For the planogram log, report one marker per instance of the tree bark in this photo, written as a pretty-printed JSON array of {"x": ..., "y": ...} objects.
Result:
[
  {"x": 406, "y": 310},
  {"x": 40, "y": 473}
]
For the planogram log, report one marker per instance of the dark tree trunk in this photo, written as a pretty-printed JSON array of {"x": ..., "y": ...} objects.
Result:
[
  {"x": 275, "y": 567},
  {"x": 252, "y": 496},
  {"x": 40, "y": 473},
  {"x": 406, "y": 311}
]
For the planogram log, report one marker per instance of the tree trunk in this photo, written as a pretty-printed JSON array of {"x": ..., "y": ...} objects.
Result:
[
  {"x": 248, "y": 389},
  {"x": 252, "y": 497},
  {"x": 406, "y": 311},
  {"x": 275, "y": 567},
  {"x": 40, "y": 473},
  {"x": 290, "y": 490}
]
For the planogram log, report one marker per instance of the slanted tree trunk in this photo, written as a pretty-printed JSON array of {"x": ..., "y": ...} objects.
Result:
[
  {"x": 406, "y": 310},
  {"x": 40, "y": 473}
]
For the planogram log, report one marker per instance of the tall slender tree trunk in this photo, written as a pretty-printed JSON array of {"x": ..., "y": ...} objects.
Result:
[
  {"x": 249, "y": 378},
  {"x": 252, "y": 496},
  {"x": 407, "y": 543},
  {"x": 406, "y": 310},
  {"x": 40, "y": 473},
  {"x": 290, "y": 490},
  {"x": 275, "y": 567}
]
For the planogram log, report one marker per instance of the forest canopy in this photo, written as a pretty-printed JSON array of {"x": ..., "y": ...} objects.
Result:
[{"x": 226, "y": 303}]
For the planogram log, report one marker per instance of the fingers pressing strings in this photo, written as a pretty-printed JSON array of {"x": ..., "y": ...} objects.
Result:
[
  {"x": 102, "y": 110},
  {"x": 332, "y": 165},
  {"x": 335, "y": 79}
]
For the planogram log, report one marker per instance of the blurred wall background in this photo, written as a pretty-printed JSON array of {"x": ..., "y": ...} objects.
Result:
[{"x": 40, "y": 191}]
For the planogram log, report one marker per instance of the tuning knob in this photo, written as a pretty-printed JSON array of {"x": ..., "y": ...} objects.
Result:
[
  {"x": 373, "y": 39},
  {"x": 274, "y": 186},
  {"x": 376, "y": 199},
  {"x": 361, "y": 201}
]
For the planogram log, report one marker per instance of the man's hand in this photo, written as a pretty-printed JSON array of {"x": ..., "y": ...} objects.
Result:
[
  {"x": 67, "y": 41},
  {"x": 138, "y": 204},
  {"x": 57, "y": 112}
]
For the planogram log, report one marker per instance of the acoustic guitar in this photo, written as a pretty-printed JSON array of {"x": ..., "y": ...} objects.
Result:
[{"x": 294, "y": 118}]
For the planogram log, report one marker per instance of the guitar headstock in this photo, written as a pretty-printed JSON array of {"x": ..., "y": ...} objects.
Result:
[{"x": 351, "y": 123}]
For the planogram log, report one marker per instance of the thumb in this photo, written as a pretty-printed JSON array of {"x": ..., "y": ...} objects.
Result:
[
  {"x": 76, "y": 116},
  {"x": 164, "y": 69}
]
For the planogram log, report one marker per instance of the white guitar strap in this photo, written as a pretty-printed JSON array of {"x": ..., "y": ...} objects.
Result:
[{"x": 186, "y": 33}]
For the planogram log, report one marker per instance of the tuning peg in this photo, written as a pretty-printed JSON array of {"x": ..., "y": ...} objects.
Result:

**INSTRUCTIONS TO FOLLOW:** Would you retype the lines of the data above, from the one holding "of the thumb" through its final line, exactly and without adding any other line?

**ANSWER SPACE:**
For the planogram log, report one marker per instance of the thumb in this photo, written as a pretty-printed JSON array of {"x": ..., "y": ...} objects.
Result:
[
  {"x": 76, "y": 116},
  {"x": 164, "y": 69}
]
For the planogram log, report one marker per instance of the white guitar strap in this photo, written as a pretty-printed JSON array of {"x": ..., "y": ...} objects.
Result:
[{"x": 186, "y": 33}]
For the planogram log, report one marker per instance of the tuning peg in this photo, written as a pretty-printed JSON array of {"x": ..., "y": ...} objects.
Result:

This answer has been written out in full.